TASK STATEMENT: Return each entry below verbatim, line for line, and leave out the pictures.
------------------------------------------------
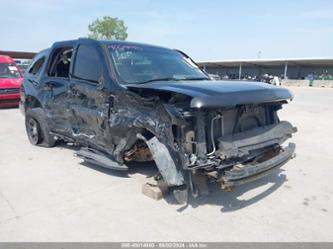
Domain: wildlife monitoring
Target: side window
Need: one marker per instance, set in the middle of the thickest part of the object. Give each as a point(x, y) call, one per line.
point(36, 67)
point(88, 65)
point(60, 62)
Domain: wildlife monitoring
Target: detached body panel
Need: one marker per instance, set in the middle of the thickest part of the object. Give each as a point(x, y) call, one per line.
point(126, 102)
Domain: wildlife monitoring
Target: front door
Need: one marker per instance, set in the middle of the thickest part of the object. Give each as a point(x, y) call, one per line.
point(89, 102)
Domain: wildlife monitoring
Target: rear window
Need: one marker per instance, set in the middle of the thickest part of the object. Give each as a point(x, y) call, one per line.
point(8, 70)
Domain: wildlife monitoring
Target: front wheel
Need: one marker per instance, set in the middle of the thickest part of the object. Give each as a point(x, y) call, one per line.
point(36, 128)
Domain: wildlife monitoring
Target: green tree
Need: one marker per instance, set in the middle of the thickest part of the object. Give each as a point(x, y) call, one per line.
point(108, 28)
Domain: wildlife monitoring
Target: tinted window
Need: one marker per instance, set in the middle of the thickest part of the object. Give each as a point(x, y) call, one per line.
point(36, 67)
point(88, 65)
point(60, 62)
point(8, 71)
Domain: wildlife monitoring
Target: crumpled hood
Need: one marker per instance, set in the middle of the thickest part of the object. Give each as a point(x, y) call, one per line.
point(209, 93)
point(10, 82)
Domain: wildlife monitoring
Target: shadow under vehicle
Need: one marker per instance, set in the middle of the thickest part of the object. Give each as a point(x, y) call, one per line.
point(123, 101)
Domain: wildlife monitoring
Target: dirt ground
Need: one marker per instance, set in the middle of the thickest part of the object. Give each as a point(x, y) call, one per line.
point(49, 195)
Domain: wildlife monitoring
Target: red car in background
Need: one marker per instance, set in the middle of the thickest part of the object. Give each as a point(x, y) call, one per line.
point(10, 82)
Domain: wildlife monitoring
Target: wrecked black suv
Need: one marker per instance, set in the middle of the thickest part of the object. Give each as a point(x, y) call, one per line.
point(122, 101)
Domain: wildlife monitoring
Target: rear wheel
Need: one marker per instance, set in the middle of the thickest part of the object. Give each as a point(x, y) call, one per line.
point(36, 128)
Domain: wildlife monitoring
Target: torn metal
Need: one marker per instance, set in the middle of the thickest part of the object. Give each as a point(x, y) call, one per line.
point(227, 132)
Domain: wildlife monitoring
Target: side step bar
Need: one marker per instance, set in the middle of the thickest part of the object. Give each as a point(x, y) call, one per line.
point(95, 157)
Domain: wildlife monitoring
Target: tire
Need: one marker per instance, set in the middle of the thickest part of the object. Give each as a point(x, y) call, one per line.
------------------------------------------------
EXERCISE OUTPUT:
Domain: wildlife monitoring
Target: side window
Need: one marker per instance, set in the middle of the thickest part of the object. Give each as a point(x, y) call, one per line.
point(36, 67)
point(88, 65)
point(60, 62)
Domain: wildlife monitoring
Target: detached body panel
Need: one marker per instance, set in the middle of the thickest part of the object. Give each as a point(x, y) call, one per line.
point(126, 102)
Domain: wildlife monitoring
Target: front door
Need: one marker per instance, set in the middle of the thickest part of the object. Give each as a point(x, y) call, one per line.
point(89, 102)
Domain: wildlife monitoring
Target: rear window
Need: one marker per instance, set in the middle of the thickest part of the object. Give each as a point(x, y) call, one per line.
point(8, 70)
Domain: wildlife monitoring
Target: front wheel
Need: one marker per instance, set in the middle of the thickest part of the object. Give each as a point(x, y) call, one per line.
point(36, 128)
Domain: wildlife monitoring
Target: green tree
Need: one marker per instance, set in the middle of the thickest part of the object. Give each as a point(x, y) call, one per line.
point(108, 28)
Domain: wildlife monitoring
Target: tinted window
Need: one marker per instance, set in the middle of the thickest part of the object. Give each as a point(x, y) call, one per line.
point(36, 67)
point(88, 65)
point(60, 62)
point(8, 71)
Domain: wildlife monitoring
Target: crumpled hood
Need: one marker per instance, set in the middle of the thickest part of the object. Give each as a point(x, y) call, one per line.
point(209, 93)
point(10, 82)
Domain: wildlife monitoring
Target: shadow under vehicle
Need: one marker per instance, set in the middle of the thickest part of the object. Give each as a point(x, y) call, one per line.
point(123, 101)
Domain: wildlife monitoring
Target: dirt ground
Need: one marker per instance, set in the middle of the thickest part of the object. Give each as a point(x, y) call, one per line.
point(49, 195)
Domain: wildlife monitoring
Target: red car in background
Need: one marker per instance, set in the middle of the thickest part of the object. Give each as a point(x, y) call, one per line.
point(10, 82)
Domain: wildlife monitoring
Target: wrecked black suv
Need: one marker per instance, set in the middle of the thickest part of the object. Give each as a point(x, y) call, one per line.
point(122, 101)
Domain: wildlife monitoring
Target: rear wheel
Need: one marker per instance, set in the middle of the thickest part of the object. Give each as a point(x, y) call, one per line.
point(36, 128)
Domain: wildlife monitoring
Target: torn metal
Need: one marker per instance, set in the middle of the thickest part of the object. Give each as a point(x, y) call, one per line.
point(227, 132)
Domain: wildlife monitoring
Target: side step bar
Need: one marker per instance, set in the middle of the thickest part of the object. Give each as a point(x, y) call, one per line.
point(95, 157)
Domain: wildlife monitoring
Target: tire
Need: one marker per instance, set in the middle of the thickest part of the object. Give each as a point(x, y) call, one per line.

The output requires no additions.